▶ _YOUR OBJECTIVE_: Can you rescale the part of the material that opens with the line containing "shoreline visible in the photograph above." and closes with the line containing "[0,37,299,147]", writing out every line in it again, requests included, with each bounding-box coordinate multiplied by 1.5 and rounded to a whole number, halves up?

Excerpts from a detection dataset:

********

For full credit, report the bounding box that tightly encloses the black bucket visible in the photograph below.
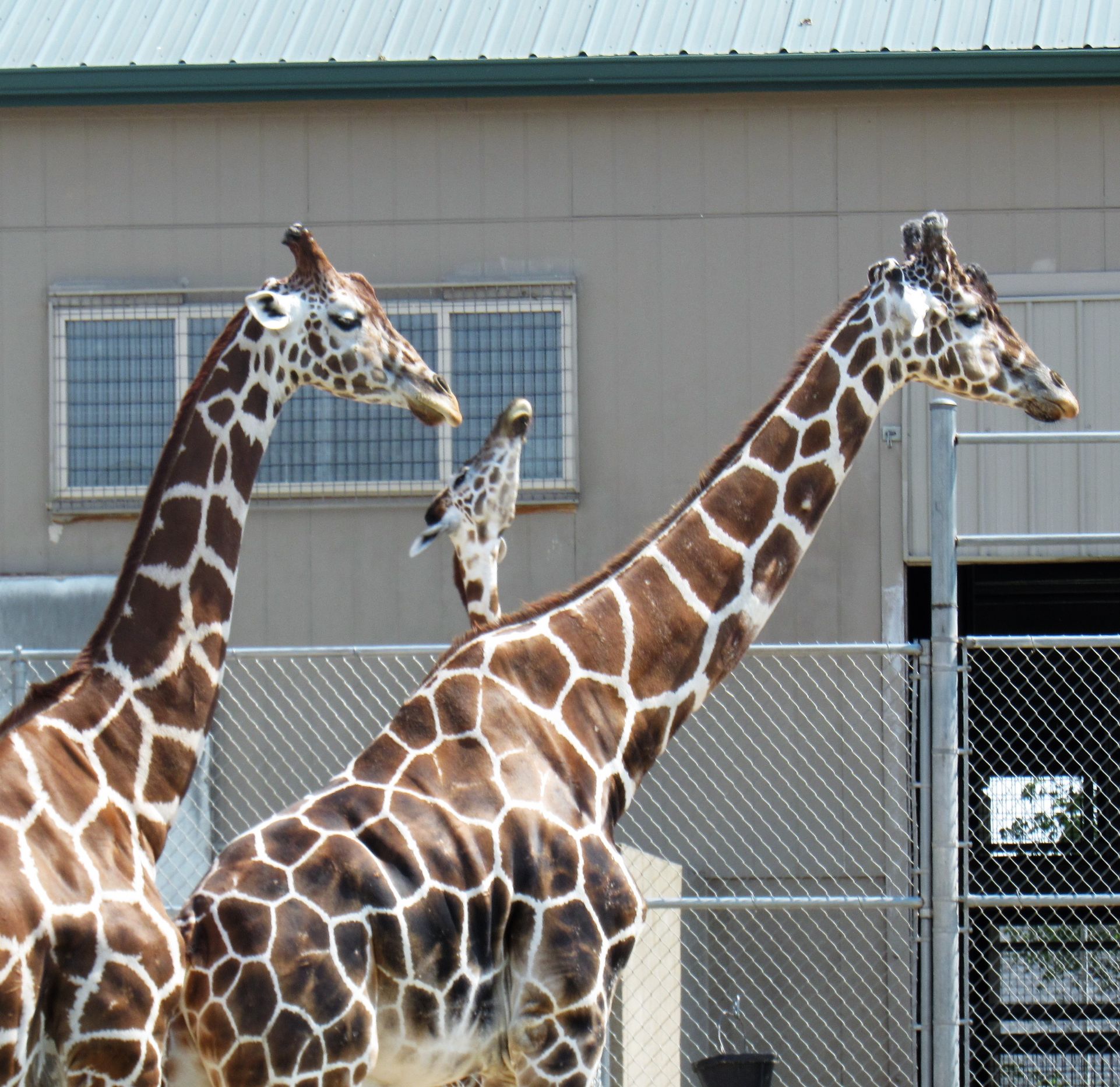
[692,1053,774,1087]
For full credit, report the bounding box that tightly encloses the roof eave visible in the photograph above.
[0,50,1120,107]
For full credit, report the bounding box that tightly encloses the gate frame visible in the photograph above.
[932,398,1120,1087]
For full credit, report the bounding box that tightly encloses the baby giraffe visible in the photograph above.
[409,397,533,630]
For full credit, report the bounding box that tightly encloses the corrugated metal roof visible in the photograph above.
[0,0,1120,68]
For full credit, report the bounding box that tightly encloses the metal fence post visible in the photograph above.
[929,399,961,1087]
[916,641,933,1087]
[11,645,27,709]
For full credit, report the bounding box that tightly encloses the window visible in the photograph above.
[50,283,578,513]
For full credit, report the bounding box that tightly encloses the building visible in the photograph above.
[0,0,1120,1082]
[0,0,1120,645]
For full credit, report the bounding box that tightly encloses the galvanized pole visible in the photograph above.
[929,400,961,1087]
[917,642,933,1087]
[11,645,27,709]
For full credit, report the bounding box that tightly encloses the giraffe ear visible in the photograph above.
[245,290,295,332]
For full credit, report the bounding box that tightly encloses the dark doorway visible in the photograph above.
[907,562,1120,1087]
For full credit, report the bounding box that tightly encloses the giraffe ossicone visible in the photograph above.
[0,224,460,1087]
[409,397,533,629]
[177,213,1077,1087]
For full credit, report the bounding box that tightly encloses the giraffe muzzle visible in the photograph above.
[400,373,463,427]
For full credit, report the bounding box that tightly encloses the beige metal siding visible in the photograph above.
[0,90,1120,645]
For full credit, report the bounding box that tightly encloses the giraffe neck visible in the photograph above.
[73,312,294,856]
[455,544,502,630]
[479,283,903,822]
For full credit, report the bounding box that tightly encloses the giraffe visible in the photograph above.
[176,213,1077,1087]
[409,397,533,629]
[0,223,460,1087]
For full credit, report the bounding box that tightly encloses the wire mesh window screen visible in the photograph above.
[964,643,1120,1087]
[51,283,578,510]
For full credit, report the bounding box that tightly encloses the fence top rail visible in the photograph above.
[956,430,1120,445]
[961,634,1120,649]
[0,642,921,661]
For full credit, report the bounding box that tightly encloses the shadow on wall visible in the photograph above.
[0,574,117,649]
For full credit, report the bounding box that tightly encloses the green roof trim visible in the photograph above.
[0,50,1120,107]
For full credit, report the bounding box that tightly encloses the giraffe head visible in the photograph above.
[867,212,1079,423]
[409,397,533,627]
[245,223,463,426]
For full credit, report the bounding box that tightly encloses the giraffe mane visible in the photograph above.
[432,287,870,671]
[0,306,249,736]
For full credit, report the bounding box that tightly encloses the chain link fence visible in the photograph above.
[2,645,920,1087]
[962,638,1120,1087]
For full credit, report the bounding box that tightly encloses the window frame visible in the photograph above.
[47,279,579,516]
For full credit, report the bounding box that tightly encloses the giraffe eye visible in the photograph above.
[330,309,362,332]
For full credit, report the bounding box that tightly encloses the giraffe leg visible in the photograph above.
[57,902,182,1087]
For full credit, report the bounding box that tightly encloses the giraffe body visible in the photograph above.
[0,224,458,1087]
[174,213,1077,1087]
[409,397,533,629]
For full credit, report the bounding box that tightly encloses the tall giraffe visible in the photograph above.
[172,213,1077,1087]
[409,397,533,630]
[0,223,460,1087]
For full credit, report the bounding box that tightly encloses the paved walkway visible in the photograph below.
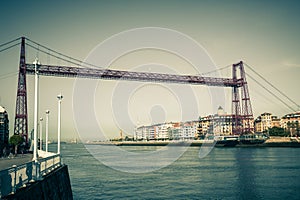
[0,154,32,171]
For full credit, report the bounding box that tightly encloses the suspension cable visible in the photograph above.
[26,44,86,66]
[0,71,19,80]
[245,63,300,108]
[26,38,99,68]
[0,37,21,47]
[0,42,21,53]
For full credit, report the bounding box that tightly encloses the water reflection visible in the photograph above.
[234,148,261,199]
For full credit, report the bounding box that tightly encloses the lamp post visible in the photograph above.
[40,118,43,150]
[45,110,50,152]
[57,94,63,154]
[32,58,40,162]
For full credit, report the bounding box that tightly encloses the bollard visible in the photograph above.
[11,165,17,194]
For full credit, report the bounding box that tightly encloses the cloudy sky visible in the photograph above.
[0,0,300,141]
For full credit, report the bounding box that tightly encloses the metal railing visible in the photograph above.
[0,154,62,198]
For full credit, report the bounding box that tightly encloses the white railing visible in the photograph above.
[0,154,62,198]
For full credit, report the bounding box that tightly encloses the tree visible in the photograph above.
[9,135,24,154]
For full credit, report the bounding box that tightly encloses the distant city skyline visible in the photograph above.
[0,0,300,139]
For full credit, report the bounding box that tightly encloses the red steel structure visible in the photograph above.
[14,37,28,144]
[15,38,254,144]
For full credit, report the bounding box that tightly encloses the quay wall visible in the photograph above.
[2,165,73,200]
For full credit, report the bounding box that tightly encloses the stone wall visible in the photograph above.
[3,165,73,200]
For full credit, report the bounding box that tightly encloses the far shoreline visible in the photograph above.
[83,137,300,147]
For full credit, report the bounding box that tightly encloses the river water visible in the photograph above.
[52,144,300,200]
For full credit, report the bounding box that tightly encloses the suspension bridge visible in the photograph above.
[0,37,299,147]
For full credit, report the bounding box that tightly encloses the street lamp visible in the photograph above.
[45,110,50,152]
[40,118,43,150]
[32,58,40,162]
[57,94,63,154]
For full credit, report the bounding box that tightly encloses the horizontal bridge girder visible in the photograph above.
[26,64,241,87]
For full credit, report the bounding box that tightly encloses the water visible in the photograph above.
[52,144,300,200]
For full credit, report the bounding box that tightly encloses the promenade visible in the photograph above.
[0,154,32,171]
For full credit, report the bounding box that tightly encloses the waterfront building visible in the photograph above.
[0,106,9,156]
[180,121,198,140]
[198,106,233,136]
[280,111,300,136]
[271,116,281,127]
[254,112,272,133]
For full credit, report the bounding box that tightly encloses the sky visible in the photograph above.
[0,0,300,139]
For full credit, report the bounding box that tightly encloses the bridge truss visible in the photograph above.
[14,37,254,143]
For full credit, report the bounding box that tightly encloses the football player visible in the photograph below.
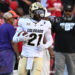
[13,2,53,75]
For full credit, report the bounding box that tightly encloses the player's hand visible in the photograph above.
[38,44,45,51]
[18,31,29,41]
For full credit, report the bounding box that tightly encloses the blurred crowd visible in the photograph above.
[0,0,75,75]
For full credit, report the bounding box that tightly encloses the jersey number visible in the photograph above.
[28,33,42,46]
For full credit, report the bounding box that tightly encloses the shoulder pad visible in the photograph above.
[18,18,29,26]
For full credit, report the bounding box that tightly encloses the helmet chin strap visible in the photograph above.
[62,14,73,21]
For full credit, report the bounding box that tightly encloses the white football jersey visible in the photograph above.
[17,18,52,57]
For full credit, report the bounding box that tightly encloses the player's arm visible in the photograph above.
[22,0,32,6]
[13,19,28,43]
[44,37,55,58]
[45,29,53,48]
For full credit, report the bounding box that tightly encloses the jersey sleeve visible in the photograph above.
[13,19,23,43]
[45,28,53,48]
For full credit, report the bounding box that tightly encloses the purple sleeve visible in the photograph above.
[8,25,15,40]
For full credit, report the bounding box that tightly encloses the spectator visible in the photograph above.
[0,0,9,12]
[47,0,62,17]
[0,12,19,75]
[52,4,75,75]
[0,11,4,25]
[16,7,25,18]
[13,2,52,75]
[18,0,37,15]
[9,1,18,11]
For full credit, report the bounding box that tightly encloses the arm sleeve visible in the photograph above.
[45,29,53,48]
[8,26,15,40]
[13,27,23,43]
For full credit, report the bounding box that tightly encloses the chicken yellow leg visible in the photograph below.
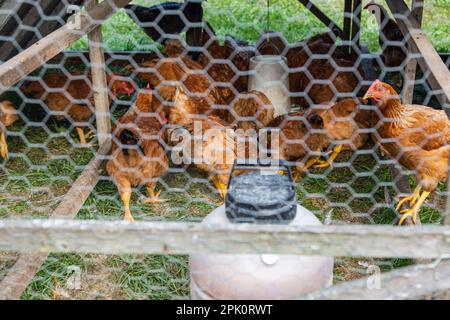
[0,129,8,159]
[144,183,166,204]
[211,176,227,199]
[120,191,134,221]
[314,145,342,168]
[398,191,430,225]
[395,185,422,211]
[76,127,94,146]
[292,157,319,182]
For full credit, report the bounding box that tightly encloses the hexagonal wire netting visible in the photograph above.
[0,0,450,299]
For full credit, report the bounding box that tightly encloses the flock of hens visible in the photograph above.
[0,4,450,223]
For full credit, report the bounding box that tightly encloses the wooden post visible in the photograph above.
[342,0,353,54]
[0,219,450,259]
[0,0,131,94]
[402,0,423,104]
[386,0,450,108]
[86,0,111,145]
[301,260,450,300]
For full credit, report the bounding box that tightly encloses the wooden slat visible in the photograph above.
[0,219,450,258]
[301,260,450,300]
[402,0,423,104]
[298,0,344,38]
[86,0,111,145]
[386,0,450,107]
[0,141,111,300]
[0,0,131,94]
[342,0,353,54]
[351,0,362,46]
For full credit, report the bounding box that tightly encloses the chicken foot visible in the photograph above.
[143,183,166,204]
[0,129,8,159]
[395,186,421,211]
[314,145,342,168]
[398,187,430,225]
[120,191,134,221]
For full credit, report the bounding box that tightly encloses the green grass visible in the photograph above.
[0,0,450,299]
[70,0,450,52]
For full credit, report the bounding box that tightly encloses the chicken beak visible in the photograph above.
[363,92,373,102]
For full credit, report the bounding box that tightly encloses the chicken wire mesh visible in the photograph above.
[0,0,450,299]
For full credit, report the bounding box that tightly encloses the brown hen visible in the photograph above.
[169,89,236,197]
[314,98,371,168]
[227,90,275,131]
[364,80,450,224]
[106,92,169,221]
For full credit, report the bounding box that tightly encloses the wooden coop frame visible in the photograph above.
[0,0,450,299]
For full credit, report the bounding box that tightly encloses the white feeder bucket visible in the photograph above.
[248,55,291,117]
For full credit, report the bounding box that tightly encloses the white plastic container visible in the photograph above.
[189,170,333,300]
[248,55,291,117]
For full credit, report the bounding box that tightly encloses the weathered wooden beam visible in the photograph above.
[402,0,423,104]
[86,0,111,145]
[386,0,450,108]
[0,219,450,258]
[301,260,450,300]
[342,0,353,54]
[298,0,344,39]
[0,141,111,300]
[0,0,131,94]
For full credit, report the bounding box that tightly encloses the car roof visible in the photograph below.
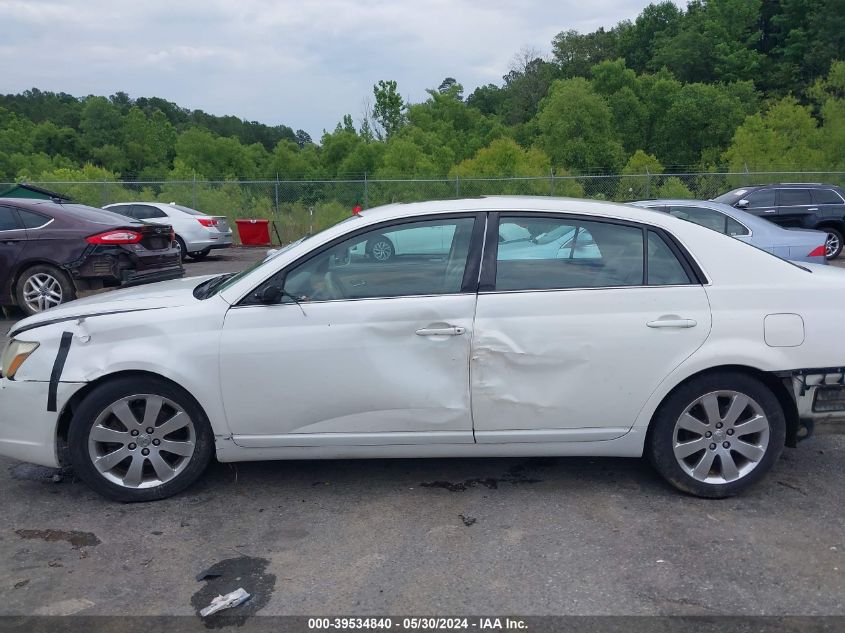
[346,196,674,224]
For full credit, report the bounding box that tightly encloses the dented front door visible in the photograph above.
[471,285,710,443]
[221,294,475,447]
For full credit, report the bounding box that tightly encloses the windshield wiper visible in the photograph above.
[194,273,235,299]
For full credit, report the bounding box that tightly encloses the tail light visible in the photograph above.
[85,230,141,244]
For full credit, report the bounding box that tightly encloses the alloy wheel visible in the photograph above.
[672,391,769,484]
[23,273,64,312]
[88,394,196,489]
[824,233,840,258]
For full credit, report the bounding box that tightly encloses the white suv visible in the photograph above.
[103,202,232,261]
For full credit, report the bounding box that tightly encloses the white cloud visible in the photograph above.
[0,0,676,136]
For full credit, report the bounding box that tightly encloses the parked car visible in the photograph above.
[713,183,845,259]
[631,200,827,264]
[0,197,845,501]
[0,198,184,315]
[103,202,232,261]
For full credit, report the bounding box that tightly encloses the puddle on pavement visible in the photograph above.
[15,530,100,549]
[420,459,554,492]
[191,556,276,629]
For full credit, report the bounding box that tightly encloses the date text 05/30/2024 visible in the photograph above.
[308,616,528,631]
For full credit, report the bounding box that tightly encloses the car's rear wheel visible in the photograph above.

********

▶ _EXERCISE ANSWER_:
For full credit, report the bounding box that tightly encloses the far shoreline visible in the photograph above.
[125,206,450,221]
For full credit, report the bounding box that tightly encloses the river water visible in the photograph above.
[78,216,450,300]
For full credit, report the bounding box that tightly encloses the suspension bridge visible in the photograph above.
[0,56,449,221]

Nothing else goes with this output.